**Task directions**
I'd like the entries reproduced exactly, with all pictures omitted.

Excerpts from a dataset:
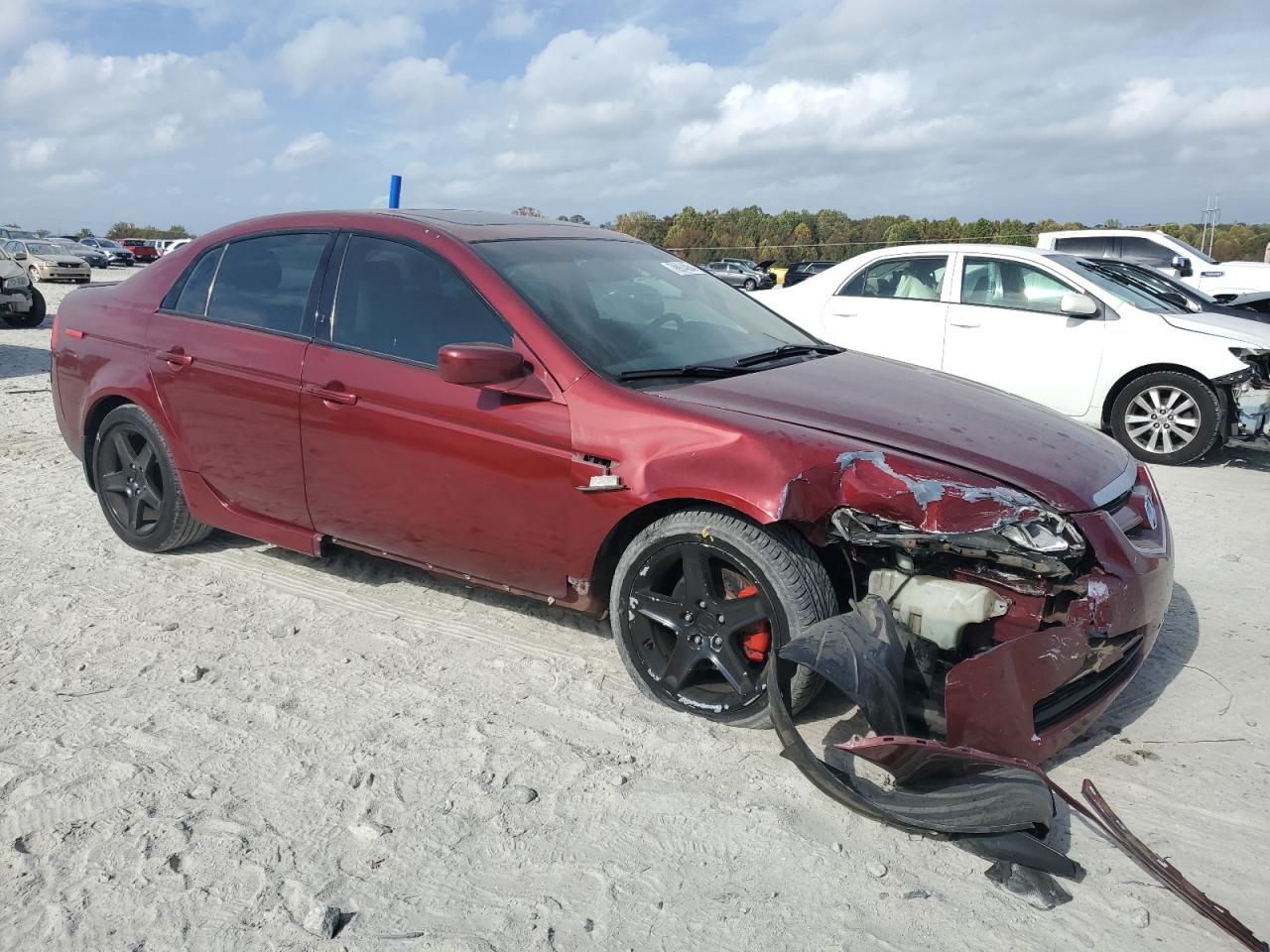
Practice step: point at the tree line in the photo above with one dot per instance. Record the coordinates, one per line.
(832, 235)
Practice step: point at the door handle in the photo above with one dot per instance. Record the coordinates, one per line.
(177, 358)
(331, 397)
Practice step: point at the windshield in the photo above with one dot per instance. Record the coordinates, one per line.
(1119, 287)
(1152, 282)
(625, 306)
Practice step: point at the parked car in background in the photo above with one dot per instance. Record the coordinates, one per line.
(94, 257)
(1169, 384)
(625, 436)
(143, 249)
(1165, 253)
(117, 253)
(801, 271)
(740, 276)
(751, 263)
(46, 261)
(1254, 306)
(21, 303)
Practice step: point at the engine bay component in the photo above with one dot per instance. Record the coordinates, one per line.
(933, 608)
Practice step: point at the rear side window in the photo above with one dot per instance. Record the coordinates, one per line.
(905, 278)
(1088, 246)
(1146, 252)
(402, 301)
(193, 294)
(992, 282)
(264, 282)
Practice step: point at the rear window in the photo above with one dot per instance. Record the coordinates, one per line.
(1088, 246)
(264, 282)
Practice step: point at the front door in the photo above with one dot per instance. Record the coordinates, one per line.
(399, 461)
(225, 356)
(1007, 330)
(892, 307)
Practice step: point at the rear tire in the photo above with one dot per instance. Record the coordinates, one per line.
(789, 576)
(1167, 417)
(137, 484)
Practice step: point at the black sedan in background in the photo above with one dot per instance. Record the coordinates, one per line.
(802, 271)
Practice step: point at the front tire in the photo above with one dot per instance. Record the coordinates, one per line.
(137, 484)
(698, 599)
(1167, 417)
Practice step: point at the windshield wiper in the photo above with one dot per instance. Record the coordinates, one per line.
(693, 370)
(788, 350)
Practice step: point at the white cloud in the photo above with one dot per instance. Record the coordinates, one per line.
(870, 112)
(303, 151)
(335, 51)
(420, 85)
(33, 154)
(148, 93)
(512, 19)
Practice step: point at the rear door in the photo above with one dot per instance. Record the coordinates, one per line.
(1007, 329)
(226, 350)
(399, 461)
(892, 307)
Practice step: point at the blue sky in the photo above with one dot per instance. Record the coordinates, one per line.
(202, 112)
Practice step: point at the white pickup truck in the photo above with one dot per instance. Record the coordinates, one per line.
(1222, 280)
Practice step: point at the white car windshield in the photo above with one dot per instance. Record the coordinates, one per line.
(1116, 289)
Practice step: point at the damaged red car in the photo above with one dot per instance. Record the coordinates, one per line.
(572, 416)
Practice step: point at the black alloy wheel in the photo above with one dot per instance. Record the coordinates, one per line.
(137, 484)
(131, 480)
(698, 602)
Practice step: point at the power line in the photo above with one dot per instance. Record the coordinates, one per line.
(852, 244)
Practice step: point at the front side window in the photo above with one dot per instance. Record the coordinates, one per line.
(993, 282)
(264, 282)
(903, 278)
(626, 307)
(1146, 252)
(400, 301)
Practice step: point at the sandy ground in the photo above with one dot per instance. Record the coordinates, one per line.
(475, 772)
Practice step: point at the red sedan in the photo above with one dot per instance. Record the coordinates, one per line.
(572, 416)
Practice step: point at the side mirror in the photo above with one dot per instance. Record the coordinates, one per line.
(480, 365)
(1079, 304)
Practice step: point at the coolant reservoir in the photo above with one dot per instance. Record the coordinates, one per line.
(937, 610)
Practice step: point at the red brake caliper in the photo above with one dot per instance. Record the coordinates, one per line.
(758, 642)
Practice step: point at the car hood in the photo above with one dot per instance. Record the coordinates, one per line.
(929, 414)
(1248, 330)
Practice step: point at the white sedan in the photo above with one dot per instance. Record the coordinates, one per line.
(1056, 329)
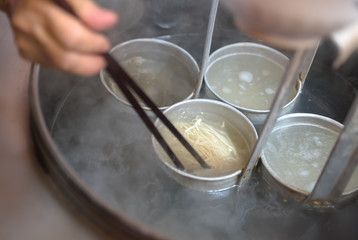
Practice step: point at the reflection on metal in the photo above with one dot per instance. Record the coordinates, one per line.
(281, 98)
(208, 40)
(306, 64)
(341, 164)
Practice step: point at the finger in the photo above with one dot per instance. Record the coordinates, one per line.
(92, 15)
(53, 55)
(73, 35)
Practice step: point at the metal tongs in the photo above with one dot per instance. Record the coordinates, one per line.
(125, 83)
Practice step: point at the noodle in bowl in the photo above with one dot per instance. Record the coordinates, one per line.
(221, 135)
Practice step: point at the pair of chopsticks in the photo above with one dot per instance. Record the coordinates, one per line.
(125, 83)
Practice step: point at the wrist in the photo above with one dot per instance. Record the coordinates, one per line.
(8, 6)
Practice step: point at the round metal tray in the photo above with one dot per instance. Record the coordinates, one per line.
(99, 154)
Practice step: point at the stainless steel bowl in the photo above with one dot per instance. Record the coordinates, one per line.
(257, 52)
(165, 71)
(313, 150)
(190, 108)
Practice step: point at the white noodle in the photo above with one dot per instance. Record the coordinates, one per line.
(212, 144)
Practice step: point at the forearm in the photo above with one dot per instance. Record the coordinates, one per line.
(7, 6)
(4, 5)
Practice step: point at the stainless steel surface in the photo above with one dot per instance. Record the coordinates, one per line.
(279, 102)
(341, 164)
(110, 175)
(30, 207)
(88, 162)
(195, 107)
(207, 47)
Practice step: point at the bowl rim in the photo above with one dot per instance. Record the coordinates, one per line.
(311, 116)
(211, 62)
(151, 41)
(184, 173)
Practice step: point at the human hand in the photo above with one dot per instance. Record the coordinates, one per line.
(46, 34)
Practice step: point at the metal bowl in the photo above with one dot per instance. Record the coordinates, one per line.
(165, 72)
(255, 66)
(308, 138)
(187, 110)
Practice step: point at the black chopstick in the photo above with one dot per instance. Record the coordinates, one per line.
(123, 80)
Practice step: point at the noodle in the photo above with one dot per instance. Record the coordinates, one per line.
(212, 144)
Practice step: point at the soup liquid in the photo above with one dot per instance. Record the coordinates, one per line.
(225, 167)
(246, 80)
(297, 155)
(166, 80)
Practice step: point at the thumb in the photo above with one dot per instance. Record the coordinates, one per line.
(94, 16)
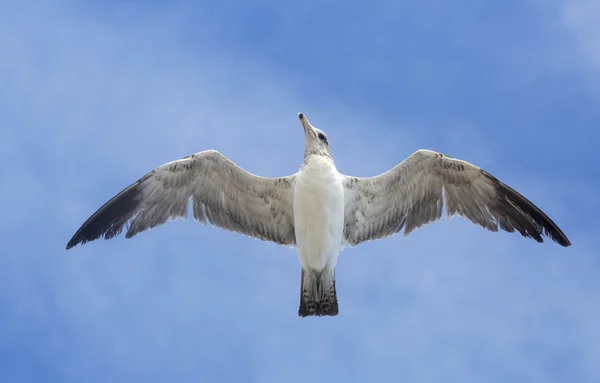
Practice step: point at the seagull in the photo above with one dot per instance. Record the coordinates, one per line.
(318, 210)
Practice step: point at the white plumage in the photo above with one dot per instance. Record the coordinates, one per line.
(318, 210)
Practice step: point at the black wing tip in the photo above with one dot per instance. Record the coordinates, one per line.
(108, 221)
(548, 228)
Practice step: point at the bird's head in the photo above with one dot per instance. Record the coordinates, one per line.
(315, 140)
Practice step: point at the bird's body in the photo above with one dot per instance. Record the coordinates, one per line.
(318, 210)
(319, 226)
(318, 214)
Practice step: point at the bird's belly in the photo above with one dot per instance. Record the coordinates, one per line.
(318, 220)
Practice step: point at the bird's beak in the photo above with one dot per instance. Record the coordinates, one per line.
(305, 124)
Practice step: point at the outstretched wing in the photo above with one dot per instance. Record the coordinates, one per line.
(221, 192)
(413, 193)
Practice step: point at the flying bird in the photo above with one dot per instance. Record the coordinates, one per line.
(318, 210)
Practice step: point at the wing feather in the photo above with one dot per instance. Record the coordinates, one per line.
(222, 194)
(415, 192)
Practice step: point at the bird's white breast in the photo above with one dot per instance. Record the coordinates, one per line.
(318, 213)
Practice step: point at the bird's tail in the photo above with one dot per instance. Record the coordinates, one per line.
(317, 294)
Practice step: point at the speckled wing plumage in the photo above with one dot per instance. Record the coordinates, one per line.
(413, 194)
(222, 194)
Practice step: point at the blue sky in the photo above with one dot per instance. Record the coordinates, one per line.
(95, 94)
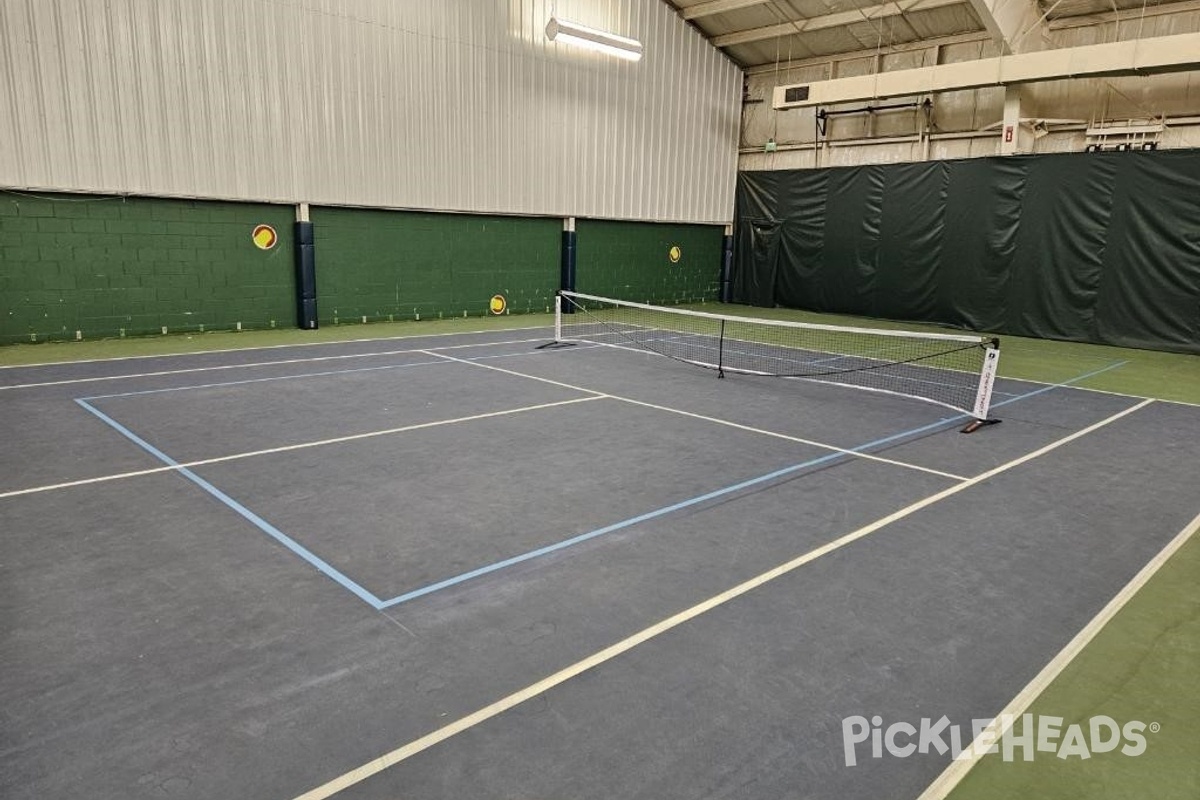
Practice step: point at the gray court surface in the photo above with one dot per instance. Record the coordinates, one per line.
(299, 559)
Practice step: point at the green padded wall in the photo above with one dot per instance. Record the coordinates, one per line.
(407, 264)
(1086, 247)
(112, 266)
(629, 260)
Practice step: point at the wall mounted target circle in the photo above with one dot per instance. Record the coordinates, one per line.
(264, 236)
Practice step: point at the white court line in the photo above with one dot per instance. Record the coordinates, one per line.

**Worked solution**
Practice step: point at the tree line in the photo above with one dot per instance. Record the coordinates, one per line.
(832, 235)
Practice step: point at the door handle in the photo above with one dot per instance. Record the coordinates, one per line.
(177, 358)
(331, 397)
Practice step: point at the windshield in the photo above with one dot per instance. Record the coordinates, one per line.
(1119, 287)
(1152, 282)
(625, 306)
Practice step: point at the parked car in background in the photo above with one dot per instance. Record the coordinates, one per line.
(94, 257)
(1169, 384)
(625, 436)
(143, 249)
(1165, 253)
(117, 253)
(801, 271)
(740, 276)
(751, 263)
(46, 261)
(1254, 306)
(21, 303)
Practice step: point at the engine bay component in the photo above with one dot per instance. Record the coordinates, one per line.
(933, 608)
Practice step: point at the rear side window in the photo above with one dot per instance. Record the coordinates, one per line.
(905, 278)
(1088, 246)
(1146, 252)
(402, 301)
(193, 294)
(992, 282)
(264, 282)
Practice step: point at the rear window in the photo above with one dot per instance. Record the coordinates, one per line.
(1088, 246)
(264, 282)
Practice step: point at the front door in the photo above with one dot per instance. Record the coordinates, one per line.
(399, 461)
(225, 356)
(1007, 330)
(892, 307)
Practice step: point at the rear tire in the photo above with one dot per instance. Record the coordinates, one per line.
(789, 576)
(1167, 417)
(137, 484)
Practice step: point at the black sedan in background in the photo above with one dot per instance. Record the coordinates, one per line.
(802, 271)
Practice step: point at the front tire in the photo above with one dot per instance. Record the coordinates, one per line.
(137, 484)
(698, 599)
(1167, 417)
Practice step: point at the windshield wiper in the photo above with one dot per instance. Record the coordinates, one per line.
(693, 370)
(788, 350)
Practice step: point at the white cloud in the photo above with one dot per instance. Record the coordinates, one per line.
(870, 112)
(303, 151)
(335, 51)
(420, 85)
(33, 154)
(148, 93)
(512, 19)
Practice step: point at the rear door in the photo above with one dot per instance. Record the coordinates, one per line.
(1007, 329)
(226, 350)
(399, 461)
(892, 307)
Practice step: point at the blue sky in the photo above with one dot per instance. Record the coordinates, one per line.
(202, 112)
Practice step: point at the white pickup truck in the photo above with one dot per instance. Record the coordinates, one per line.
(1222, 280)
Practice step: point at the white car windshield in the photo above with one dot per instance. Record the coordinates, one per line.
(1116, 289)
Practice step: point at the damaged red car in the photo above with one dot per instance. Record the coordinates, one per line.
(572, 416)
Practice step: point at the black alloy wheel in the photo above with one dot per instance. Record the coordinates, one per line.
(137, 484)
(131, 480)
(698, 602)
Practice step: point at the power line in the photo above with one dot per instance. Record the coordinates, one per line.
(852, 244)
Practice step: point at the front side window in the photo above with one dot per instance. Record the coordinates, one per line.
(993, 282)
(264, 282)
(903, 278)
(626, 307)
(1146, 252)
(400, 301)
Practice step: point at the sandy ground in the photo above with one dot per instance. Record the coordinates, one per line.
(475, 772)
Practice step: point at the red sedan in the photo above with one dot per instance. Record the coordinates, one per line.
(572, 416)
Practice step: point at the side mirror in the photo above with one dot per instance. Record the coordinates, one per line.
(480, 365)
(1079, 304)
Practice step: point at the coolant reservoir in the photo above with one dot per instance. Record the coordinates, one per line.
(937, 610)
Practice step: point at the red brake caliper in the photo above with one dot per instance. Record the coordinates, one per line.
(758, 642)
Practice step: point at the car hood in the photo above with one dot per instance. Record the coordinates, one per line.
(929, 414)
(1248, 330)
Practice step: point at the white sedan in the photo above with one dot per instance. Record the coordinates, one per line.
(1056, 329)
Practice step: point at the reflection on metal in the photo above with one dot per instance. Record the coordinates, one per line.
(281, 98)
(208, 40)
(306, 64)
(341, 164)
Practice step: point at the finger in the photo above with one dot per instance. Record the coordinates, one per line.
(92, 15)
(53, 55)
(73, 35)
Practice step: point at the metal tongs in the photo above with one dot per instance. Record the coordinates, one per line.
(125, 83)
Practice step: point at the noodle in bowl in the photo above with one dot per instance. Record the coordinates, one per line.
(221, 135)
Practice step: point at the pair of chopsticks in the photo above with one dot per instance. Record the coordinates, one per line.
(125, 83)
Practice step: point at the wrist in the photo above with one dot per instance. Record the coordinates, one per line.
(8, 6)
Practice step: point at the round metal tray in the photo above with one dot per instance. Record the coordinates, one per line.
(99, 154)
Practice step: point at the stainless steel bowl in the photo above with one dot per instance. Record the coordinates, one per line.
(257, 52)
(165, 71)
(313, 150)
(190, 108)
Practice step: point at the white noodle in the photo above with one dot per instance. Record the coordinates, one per line.
(212, 144)
Practice step: point at the forearm in the photo above with one dot per instance. Record the coordinates, one per line.
(7, 6)
(4, 5)
Practice step: point at the stainless steel surface in the photo above with one dot per instance. Record the coordinates, one per line.
(279, 102)
(341, 164)
(110, 175)
(30, 207)
(88, 162)
(195, 107)
(207, 47)
Practice step: point at the bowl rim in the photo above with one dot per instance. Record the coordinates, one per line.
(311, 116)
(211, 62)
(151, 41)
(184, 173)
Practice step: point at the human hand in the photo above with one dot per instance. Record the coordinates, one per line.
(46, 34)
Practice step: point at the metal bowl in the photo above with one dot per instance. Record the coordinates, one per line.
(165, 72)
(255, 66)
(308, 138)
(187, 110)
Practice step: point at the black chopstick in the photo above with one dot per instance. Record the coordinates, one per line.
(123, 80)
Practice step: point at the noodle in the photo above with one dot per instance. Record the coordinates, one per line.
(212, 144)
Practice step: point at the soup liquid in the photo above with one dot per instance. Record the coordinates, one per line.
(225, 167)
(246, 80)
(297, 155)
(166, 80)
Practice step: point at the thumb in the photo above with one dot per instance. Record the coordinates, one per line.
(94, 16)
Practice step: point at the seagull in the photo above with one dot per instance. Record the coordinates, one per line.
(318, 210)
Practice step: point at the white plumage in the photo above with one dot per instance. Record the coordinates, one per line.
(318, 210)
Practice step: point at the black wing tip in the photo above with one dot per instance. Record the coordinates, one per line.
(108, 221)
(548, 228)
Practice step: point at the bird's head in the photo above with one dot per instance. Record the coordinates, one per line.
(315, 140)
Practice step: point at the bird's body in the photo above with one dot per instance. Record the coordinates, one per line.
(318, 210)
(319, 226)
(318, 214)
Practice step: point at the bird's belly in the photo above with one dot per instance. Record the coordinates, one per line.
(318, 220)
Practice step: point at the bird's beak in the photo above with one dot per instance. Record the coordinates, one per line.
(305, 124)
Practice step: point at the outstretched wing in the photo above with one dot per instance. Record the coordinates, one per line.
(221, 192)
(413, 193)
Practice step: point at the flying bird in the photo above with one dot per instance. Record the coordinates, one per line.
(318, 210)
Practice step: point at the wing feather in the photo above with one dot per instance. Record the coordinates, one per line.
(222, 194)
(415, 192)
Practice step: point at the bird's white breast in the photo above with one dot per instance. Record the coordinates, one per line.
(318, 213)
Practice step: point at the bird's tail in the photo above with one dot per instance. Record the coordinates, one per line.
(317, 294)
Practice step: point at the speckled wing plumage in the photo above with one dot per instance. Record the coordinates, one per line.
(413, 194)
(222, 194)
Practice step: point at the blue sky in the photo above with one dot per instance. Record the coordinates, one per line.
(95, 94)
Practice step: point at the gray court surface in the photo above with one dot per instance. Record the coordinates, one per line.
(299, 559)
Practice step: point at the green padded wall in the photo above with one dot per instance. Record the coordinates, one per line.
(407, 264)
(1086, 247)
(112, 266)
(629, 260)
Practice step: point at the wall mounted target circle in the photo above with one dot per instance. Record the coordinates, one per line.
(264, 236)
Practice step: point at the white court line in the photo above with one dot per instance. Record the coordinates, one per line.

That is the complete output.